AUFGABE: Wie viele Zeilen der Daten enthalten das Wort „horizontal“? Nenne nur die Zahl.

[Gespeicherte Einträge aus einer Sammlung]
++++++++++++++++++++
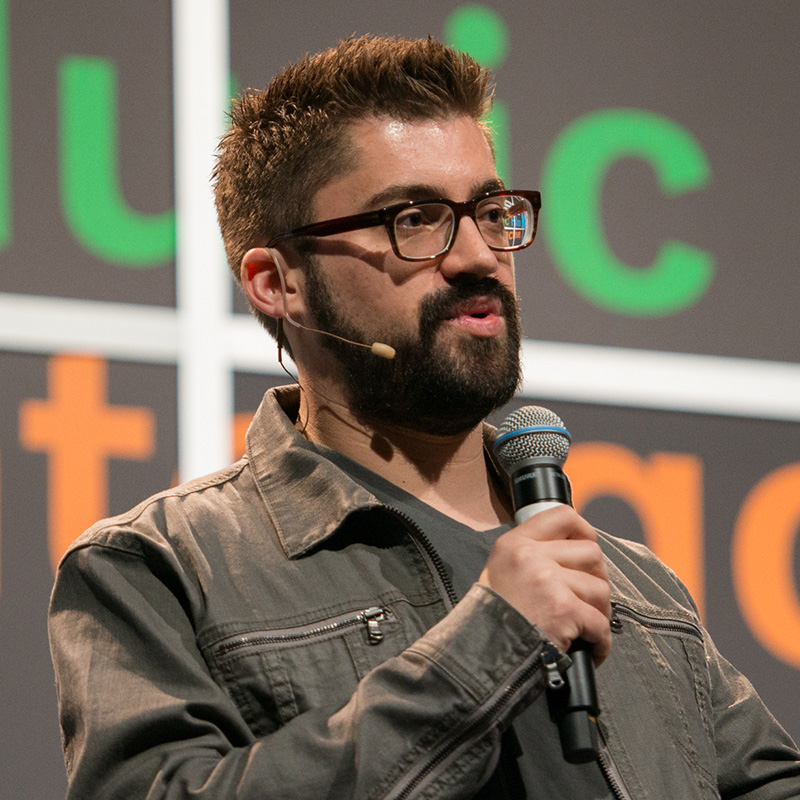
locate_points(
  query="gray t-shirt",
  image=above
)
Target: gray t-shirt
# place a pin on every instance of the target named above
(463, 552)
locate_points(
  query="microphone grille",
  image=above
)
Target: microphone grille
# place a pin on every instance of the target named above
(531, 432)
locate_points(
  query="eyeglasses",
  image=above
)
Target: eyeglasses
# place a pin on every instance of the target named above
(424, 229)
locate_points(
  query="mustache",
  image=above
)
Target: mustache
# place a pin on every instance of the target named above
(440, 305)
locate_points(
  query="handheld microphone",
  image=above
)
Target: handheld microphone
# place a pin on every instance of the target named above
(532, 446)
(379, 349)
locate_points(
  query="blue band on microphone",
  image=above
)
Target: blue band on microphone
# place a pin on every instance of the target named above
(501, 440)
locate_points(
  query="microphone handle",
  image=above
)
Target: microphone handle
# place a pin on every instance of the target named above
(574, 707)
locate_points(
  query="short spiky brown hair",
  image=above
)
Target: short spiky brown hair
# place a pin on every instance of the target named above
(287, 141)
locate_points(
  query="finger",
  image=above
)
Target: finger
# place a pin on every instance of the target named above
(559, 522)
(533, 555)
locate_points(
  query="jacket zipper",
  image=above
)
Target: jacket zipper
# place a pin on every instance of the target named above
(652, 622)
(606, 763)
(610, 773)
(370, 617)
(430, 552)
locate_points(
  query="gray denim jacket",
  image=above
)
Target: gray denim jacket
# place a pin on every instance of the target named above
(273, 631)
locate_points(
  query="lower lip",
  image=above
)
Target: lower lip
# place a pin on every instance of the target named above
(490, 325)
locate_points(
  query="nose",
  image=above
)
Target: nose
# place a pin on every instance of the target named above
(469, 253)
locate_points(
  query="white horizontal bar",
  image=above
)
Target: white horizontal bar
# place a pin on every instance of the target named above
(115, 330)
(553, 370)
(664, 380)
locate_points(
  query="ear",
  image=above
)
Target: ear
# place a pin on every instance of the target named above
(269, 284)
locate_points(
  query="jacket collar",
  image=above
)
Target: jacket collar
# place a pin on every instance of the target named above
(306, 496)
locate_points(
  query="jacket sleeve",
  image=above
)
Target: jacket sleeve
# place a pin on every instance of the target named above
(142, 717)
(757, 759)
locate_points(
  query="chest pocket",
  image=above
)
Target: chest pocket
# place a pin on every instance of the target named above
(662, 704)
(274, 674)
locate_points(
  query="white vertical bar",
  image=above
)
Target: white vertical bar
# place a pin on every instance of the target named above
(200, 38)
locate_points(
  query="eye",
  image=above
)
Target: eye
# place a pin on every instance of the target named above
(421, 219)
(491, 213)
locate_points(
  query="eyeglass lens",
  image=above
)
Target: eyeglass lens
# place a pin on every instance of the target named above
(424, 231)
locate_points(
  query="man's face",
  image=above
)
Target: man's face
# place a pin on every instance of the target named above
(452, 320)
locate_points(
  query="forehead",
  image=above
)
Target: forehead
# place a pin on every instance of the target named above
(397, 159)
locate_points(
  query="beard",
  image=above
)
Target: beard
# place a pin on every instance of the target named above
(427, 386)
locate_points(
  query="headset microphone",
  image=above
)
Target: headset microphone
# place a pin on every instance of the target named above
(379, 349)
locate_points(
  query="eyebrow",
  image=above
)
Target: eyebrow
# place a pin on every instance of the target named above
(421, 191)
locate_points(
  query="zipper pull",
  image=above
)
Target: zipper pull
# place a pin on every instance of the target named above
(549, 658)
(371, 616)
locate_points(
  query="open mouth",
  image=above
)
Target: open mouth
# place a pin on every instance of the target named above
(477, 308)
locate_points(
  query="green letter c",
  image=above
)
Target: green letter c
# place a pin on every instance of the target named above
(571, 186)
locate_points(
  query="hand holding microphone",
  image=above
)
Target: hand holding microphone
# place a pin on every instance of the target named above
(551, 569)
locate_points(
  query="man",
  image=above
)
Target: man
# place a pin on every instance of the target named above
(349, 611)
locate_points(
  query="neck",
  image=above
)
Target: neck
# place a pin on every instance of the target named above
(448, 473)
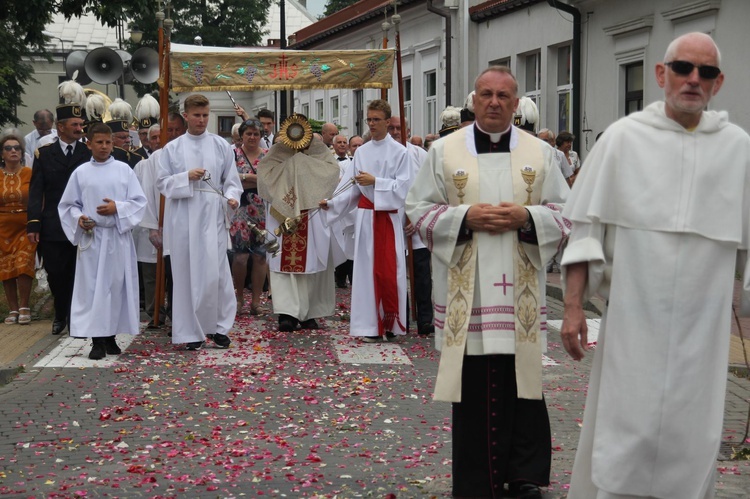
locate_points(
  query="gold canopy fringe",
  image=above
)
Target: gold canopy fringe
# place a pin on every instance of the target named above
(281, 70)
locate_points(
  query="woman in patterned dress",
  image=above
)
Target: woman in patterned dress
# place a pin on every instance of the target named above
(16, 251)
(251, 210)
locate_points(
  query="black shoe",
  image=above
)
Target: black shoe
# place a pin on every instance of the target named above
(524, 490)
(425, 330)
(221, 340)
(287, 323)
(111, 346)
(309, 324)
(99, 350)
(195, 345)
(58, 327)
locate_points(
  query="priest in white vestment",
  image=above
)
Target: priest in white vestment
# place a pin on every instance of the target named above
(101, 205)
(382, 176)
(292, 178)
(199, 177)
(487, 202)
(658, 214)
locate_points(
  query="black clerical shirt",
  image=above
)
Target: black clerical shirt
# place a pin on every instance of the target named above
(484, 145)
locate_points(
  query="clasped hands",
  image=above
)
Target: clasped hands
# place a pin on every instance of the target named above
(108, 208)
(496, 219)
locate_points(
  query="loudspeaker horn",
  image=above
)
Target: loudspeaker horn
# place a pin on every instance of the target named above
(103, 65)
(144, 65)
(126, 74)
(75, 62)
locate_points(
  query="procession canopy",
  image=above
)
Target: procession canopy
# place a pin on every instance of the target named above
(210, 69)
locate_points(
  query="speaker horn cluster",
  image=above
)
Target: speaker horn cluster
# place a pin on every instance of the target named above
(104, 65)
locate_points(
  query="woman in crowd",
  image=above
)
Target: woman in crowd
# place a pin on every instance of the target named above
(251, 211)
(16, 251)
(564, 143)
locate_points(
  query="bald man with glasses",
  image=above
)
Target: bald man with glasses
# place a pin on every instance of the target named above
(658, 216)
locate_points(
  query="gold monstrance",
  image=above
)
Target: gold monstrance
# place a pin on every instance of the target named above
(528, 175)
(460, 178)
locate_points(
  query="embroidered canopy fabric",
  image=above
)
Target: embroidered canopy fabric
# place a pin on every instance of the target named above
(237, 69)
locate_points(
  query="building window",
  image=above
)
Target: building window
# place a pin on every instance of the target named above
(225, 126)
(335, 109)
(505, 61)
(430, 94)
(633, 87)
(563, 88)
(533, 72)
(407, 99)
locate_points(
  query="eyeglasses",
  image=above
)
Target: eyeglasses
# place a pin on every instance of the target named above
(685, 68)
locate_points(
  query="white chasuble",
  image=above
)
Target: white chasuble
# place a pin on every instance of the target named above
(505, 312)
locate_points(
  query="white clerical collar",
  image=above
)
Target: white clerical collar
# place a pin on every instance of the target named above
(195, 137)
(102, 163)
(64, 145)
(494, 137)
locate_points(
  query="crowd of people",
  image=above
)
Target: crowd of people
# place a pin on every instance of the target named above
(475, 214)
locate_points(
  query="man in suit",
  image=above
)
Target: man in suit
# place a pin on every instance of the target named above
(53, 165)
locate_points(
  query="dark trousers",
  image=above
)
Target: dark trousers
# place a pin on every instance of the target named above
(497, 437)
(342, 271)
(60, 264)
(423, 286)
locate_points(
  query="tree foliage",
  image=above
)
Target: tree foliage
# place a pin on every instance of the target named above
(218, 22)
(333, 6)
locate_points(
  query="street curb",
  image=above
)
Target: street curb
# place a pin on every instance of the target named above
(8, 374)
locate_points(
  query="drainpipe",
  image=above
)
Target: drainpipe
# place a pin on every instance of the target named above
(576, 94)
(445, 14)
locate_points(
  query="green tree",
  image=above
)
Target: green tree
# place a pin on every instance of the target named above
(218, 22)
(334, 6)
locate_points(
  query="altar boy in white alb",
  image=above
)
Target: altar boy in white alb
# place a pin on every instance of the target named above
(382, 175)
(198, 175)
(101, 205)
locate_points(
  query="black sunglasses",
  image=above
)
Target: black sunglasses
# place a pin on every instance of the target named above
(684, 68)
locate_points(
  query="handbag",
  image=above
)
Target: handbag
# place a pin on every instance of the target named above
(42, 284)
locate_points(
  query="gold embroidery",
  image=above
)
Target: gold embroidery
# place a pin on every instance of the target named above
(291, 197)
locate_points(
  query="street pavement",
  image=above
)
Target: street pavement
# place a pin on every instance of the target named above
(303, 414)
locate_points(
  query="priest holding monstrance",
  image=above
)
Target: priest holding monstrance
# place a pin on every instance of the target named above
(297, 172)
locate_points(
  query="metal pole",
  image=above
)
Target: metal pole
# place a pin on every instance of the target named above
(410, 258)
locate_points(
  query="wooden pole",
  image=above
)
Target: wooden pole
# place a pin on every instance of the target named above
(385, 27)
(410, 258)
(164, 118)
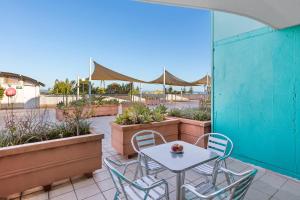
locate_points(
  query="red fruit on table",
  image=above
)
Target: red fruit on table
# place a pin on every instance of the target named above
(177, 148)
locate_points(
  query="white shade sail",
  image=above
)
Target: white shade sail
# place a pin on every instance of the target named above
(278, 14)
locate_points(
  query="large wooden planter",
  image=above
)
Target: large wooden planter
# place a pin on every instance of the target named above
(93, 111)
(190, 130)
(39, 164)
(121, 134)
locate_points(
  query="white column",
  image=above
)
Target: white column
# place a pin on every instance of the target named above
(164, 86)
(90, 78)
(77, 87)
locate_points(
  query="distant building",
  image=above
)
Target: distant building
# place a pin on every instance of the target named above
(28, 90)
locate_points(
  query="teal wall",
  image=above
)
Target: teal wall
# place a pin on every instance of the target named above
(256, 97)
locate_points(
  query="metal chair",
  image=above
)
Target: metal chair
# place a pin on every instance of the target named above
(235, 190)
(144, 139)
(219, 144)
(144, 188)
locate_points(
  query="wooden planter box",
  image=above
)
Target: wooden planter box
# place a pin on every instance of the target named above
++++++++++++++++++++
LÖSUNG: 2